> **SET PROBLEM 1**
Lay out part of the listing as a JSON list of strings, one string per line, leaving out blank lines. Begin at the first line of the listing and stop after the line that contains "[413,257,526,352]".

> **DOCUMENT SEGMENT**

File: history.py

package info (click to toggle)
python-bumps 1.0.3-3
links: PTS, VCS
area: main
in suites: forky, sid
size: 6,200 kB
sloc: python: 24,517; xml: 493; ansic: 373; makefile: 211; javascript: 99; sh: 94
file content (297 lines) | stat: -rw-r--r-- 10,087 bytes
# This program is in the public domain
# Author: Paul Kienzle
"""
Log of progress through a computation.

Each cycle through a computation, a process can update its history,
adding information about the number of function evaluations, the
total time taken, the set of points evaluated and their values, the
current best value and so on.  The process can use this history
when computing the next set of points to evaluate and when checking
if the termination conditions are met.  Any values that may be
useful outside the computation, e.g., for logging or for updating
the user, should be recorded.  In the ideal case, the history
is all that is needed to restart the process in case of a system
crash.

History consists of a set of traces.  The content of the traces
themselves is provided by the computation, but various stake holders
can use them.  For example, the user may wish to log the set of points
that have been evaluated and their values using the system logger
and an optimizer may require a certain amount of history to calculate
the next set of values.

New traces are defined using :meth:`History.provides`.  For example,
the following adds traces for 'value' and 'point' to the history, and
requires the value on the two previous cycles in order to do its work:

    >>> from bumps.history import History
    >>> h = History(value=2, point=0) # keep two values and zero points

Initially the history is empty:

    >>> print(len(h.value))
    0

After three updates we see that only two values are kept.

    >>> h.update(value=2.6, point=[1,1,1])
    >>> h.update(value=1, point=[1,0.5,1])
    >>> h.update(value=0.5, point=[1,0.5,0.9])
    >>> print(h.value)
    Trace value: 0.5, 1
    >>> print(len(h.value))
    2

Since the required length of 'point' is zero no values are kept:

    >>> print(h.point[0])
    Traceback (most recent call last):
        ...
    IndexError: point has not accumulated enough history

A history consumer can override this, and require a certain length of a trace.
Then future values will be preserved:

    >>> h.requires(point=1)
    >>> h.update(value=0.25, point=[1,0.5,0.92])
    >>> print(h.point[0])
    [1, 0.5, 0.92]

Traces are independent of each other. A new trace can be added to the history
and updated separately from the existing traces. This can be handy if there
are separate sources of history though it may be difficult to keep the in sync.
The following adds a 'step' to the existing history, initialized to 15, without
changing 'value' or 'point':

    >>> h.provides(step=2) # keep two steps
    >>> h.update(step=15) # initialize step to 15
    >>> print(h.step)
    Trace step: 15

Traces may be used as accumulators, with the delta added to the existing value
before being stored in the trace. For example:

    >>> h.accumulate(step=1)

> **PROVIDED ENTRIES**
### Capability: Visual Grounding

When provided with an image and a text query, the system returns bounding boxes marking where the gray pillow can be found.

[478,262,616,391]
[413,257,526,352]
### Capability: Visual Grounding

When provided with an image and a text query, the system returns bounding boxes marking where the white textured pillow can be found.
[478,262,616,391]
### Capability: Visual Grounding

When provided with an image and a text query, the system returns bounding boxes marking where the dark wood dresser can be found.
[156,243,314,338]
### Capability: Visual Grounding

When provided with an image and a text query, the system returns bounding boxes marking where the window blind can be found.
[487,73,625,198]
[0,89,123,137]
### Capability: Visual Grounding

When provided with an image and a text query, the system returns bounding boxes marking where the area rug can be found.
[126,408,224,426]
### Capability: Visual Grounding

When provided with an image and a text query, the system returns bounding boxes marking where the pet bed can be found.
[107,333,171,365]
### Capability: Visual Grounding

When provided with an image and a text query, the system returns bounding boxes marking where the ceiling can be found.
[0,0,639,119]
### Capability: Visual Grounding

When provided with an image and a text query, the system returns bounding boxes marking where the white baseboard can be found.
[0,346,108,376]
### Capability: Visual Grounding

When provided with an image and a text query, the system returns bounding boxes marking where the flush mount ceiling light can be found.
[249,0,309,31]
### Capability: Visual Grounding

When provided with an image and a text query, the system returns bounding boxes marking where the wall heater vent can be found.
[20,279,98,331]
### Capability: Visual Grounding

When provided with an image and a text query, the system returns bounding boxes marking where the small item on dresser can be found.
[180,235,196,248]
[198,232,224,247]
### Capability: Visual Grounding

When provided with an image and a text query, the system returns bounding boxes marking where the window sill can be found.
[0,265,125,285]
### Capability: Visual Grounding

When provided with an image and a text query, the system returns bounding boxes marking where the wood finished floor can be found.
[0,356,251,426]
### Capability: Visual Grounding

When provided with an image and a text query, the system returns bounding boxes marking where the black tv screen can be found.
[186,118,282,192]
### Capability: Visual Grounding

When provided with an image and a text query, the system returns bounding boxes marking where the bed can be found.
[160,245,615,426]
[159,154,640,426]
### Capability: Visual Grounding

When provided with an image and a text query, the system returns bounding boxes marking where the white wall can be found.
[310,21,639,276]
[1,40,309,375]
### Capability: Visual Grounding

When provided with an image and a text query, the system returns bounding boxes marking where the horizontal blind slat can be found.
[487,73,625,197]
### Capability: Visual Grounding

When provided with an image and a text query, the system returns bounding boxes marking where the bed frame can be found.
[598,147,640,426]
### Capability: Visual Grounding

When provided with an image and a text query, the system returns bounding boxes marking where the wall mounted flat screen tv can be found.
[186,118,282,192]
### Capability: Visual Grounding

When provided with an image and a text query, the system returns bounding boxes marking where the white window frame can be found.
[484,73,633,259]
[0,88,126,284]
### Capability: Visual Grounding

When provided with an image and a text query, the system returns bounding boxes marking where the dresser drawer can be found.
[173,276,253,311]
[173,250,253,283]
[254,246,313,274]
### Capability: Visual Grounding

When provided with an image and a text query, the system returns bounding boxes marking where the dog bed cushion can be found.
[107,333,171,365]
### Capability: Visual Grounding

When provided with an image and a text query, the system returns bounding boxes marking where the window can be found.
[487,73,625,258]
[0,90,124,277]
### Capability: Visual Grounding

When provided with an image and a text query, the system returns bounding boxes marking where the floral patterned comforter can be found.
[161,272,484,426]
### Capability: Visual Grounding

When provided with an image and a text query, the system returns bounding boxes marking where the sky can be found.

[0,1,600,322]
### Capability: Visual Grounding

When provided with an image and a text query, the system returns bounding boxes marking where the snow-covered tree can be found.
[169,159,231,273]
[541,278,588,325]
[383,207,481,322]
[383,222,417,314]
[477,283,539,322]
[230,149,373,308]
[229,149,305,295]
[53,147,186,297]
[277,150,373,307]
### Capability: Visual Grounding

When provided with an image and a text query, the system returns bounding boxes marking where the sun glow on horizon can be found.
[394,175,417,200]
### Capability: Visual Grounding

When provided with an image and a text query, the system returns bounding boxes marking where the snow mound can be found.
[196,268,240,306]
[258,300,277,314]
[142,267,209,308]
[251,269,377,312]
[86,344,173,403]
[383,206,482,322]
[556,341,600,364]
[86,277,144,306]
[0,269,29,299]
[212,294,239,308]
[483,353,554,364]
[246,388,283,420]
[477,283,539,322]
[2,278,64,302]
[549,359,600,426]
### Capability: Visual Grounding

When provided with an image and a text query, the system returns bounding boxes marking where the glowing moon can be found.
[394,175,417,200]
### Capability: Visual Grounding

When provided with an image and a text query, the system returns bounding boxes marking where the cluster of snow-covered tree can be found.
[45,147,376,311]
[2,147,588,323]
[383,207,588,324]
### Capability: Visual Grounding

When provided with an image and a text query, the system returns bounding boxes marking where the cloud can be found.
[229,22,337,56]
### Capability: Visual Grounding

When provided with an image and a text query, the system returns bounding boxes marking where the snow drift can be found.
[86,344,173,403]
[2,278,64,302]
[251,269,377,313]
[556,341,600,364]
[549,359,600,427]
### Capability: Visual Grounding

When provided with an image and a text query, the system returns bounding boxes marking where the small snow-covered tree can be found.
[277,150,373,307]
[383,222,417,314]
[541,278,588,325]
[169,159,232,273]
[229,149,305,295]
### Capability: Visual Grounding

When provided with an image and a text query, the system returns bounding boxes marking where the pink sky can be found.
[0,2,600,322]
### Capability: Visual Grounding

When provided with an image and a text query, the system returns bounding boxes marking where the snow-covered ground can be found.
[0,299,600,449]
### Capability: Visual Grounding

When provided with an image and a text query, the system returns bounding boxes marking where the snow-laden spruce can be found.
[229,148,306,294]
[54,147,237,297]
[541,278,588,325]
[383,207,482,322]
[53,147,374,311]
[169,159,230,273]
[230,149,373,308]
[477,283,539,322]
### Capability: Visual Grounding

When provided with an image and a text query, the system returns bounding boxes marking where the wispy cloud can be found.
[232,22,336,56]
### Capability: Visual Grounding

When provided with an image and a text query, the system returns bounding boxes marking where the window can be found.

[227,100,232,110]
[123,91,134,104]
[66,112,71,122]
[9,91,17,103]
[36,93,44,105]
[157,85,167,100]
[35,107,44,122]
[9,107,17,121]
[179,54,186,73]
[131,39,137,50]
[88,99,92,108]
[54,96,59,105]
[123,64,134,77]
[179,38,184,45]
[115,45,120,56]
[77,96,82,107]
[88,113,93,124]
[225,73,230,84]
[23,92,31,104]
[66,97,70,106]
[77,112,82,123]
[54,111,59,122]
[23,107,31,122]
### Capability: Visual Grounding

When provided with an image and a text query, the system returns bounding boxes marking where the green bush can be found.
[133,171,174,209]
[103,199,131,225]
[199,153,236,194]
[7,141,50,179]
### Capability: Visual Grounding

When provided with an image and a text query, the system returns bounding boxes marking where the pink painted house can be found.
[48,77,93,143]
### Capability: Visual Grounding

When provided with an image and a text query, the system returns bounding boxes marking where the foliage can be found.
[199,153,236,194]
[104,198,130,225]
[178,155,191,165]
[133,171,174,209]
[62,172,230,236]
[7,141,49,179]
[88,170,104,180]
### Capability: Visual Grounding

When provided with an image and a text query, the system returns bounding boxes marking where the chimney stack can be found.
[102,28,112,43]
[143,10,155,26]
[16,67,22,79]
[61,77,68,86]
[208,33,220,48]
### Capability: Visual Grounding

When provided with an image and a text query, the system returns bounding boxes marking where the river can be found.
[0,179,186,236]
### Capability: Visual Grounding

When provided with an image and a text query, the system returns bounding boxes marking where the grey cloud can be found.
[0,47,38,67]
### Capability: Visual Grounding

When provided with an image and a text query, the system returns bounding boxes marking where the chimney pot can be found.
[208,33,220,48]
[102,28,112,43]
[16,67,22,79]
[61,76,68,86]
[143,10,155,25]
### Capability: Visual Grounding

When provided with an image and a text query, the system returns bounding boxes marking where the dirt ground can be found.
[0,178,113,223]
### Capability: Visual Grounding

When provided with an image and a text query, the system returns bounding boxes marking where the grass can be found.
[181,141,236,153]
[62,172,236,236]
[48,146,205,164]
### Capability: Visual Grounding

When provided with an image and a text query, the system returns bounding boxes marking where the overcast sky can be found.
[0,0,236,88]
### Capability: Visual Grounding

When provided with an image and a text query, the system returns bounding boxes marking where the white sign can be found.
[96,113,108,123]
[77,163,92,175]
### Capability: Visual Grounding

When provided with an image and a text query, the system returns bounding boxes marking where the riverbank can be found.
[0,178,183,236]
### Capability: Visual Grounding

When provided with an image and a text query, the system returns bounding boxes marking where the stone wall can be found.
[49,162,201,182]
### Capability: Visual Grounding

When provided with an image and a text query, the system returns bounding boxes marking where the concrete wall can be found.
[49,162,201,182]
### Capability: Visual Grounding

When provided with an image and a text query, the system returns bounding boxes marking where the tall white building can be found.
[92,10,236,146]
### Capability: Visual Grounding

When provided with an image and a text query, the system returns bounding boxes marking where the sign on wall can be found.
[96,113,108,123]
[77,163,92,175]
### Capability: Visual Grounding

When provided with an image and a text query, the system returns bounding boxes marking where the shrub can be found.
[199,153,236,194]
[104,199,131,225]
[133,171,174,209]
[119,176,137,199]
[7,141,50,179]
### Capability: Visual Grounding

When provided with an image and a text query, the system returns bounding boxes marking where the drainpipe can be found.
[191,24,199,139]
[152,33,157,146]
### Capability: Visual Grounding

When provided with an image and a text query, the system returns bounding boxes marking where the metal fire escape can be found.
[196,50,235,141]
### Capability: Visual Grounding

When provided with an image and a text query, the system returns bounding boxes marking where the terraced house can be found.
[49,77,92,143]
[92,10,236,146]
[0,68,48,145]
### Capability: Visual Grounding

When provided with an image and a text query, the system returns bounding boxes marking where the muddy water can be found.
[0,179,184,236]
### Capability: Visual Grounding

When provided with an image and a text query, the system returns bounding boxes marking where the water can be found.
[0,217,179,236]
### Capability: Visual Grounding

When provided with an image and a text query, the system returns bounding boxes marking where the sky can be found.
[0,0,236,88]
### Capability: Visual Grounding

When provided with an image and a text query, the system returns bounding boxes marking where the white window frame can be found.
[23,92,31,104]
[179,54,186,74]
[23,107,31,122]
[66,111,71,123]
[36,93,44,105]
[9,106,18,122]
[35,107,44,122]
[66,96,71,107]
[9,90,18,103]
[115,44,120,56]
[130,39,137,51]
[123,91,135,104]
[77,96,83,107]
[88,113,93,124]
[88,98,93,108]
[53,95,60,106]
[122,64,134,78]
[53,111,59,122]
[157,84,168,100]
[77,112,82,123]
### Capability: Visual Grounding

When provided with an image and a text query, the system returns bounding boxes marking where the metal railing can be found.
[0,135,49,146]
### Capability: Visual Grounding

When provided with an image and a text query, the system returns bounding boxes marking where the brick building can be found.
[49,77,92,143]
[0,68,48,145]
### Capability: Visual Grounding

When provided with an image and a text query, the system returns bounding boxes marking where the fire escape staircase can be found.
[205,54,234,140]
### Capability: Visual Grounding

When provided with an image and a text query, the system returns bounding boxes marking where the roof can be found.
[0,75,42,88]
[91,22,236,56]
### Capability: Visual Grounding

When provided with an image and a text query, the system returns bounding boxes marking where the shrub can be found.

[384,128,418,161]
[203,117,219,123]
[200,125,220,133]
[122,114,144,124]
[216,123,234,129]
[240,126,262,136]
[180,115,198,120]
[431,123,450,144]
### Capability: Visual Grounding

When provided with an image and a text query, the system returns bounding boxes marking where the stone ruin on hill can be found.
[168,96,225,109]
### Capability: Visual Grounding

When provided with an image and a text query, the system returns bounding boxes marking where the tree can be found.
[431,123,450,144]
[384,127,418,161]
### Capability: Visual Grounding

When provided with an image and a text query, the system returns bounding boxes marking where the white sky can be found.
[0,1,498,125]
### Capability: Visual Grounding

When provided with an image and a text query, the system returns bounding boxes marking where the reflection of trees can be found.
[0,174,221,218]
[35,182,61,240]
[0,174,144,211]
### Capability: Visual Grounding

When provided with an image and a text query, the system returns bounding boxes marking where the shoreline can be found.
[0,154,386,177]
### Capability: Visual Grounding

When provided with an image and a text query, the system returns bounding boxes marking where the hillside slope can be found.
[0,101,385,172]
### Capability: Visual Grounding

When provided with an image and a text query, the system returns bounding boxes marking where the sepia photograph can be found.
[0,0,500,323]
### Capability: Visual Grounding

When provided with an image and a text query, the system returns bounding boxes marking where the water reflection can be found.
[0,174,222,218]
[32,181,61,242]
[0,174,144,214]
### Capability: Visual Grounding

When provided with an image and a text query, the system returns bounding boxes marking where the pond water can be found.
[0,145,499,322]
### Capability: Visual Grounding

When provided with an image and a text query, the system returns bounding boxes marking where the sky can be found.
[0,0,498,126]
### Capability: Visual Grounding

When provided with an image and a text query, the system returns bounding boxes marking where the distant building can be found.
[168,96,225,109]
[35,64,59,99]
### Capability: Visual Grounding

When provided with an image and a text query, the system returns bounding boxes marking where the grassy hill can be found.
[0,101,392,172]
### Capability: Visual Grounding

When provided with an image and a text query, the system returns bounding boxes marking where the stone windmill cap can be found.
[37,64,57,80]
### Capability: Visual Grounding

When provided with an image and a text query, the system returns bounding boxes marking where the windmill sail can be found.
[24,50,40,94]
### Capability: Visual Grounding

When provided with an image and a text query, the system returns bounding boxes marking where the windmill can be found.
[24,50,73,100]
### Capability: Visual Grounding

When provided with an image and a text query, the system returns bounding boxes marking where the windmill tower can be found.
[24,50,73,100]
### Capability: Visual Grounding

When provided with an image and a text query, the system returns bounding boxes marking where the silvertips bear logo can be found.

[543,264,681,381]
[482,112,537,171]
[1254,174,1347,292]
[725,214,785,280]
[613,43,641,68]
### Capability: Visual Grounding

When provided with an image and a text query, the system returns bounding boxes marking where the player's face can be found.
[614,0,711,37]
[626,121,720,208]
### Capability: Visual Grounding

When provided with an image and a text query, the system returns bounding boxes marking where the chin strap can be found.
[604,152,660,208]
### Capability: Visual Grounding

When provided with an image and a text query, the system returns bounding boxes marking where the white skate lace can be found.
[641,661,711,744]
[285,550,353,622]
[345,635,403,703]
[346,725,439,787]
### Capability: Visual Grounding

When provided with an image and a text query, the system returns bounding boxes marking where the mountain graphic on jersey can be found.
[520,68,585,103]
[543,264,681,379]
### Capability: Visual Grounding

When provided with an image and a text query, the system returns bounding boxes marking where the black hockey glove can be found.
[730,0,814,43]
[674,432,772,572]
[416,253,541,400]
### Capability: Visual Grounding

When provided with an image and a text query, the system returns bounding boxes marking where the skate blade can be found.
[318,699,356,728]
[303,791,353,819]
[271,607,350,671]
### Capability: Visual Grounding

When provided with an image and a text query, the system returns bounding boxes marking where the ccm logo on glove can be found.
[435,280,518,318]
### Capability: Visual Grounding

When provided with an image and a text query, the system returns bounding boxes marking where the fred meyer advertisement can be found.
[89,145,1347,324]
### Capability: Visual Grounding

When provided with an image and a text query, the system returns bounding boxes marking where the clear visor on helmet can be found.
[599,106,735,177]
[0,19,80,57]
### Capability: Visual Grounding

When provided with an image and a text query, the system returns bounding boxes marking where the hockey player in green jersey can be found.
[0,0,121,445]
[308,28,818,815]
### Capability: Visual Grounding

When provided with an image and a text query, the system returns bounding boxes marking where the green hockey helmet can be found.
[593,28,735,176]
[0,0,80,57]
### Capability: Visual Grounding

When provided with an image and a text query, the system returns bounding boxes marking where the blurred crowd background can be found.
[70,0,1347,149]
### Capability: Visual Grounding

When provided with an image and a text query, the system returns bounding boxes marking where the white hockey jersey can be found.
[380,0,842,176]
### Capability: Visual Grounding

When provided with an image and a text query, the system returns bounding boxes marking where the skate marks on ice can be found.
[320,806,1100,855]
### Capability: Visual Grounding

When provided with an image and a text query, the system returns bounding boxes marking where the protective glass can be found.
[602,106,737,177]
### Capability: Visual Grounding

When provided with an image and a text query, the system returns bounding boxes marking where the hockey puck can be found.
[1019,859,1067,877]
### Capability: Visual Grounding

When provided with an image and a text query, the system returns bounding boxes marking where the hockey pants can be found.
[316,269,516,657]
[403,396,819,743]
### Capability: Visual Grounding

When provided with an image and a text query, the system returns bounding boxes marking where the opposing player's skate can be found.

> **SET PROBLEM 2**
In the history module documentation, why does the call print(h.point[0]) fail with an IndexError?

> **WRITTEN ANSWER 1**
[
  "### Capability: Visual Grounding",
  "When provided with an image and a text query, the system returns bounding boxes marking where the gray pillow can be found.",
  "[478,262,616,391]",
  "[413,257,526,352]"
]

> **WRITTEN ANSWER 2**
The history was created with point=0, so the required length of 'point' is zero and none of its values are kept. With no stored entry to retrieve, the call raises an IndexError stating that point has not accumulated enough history.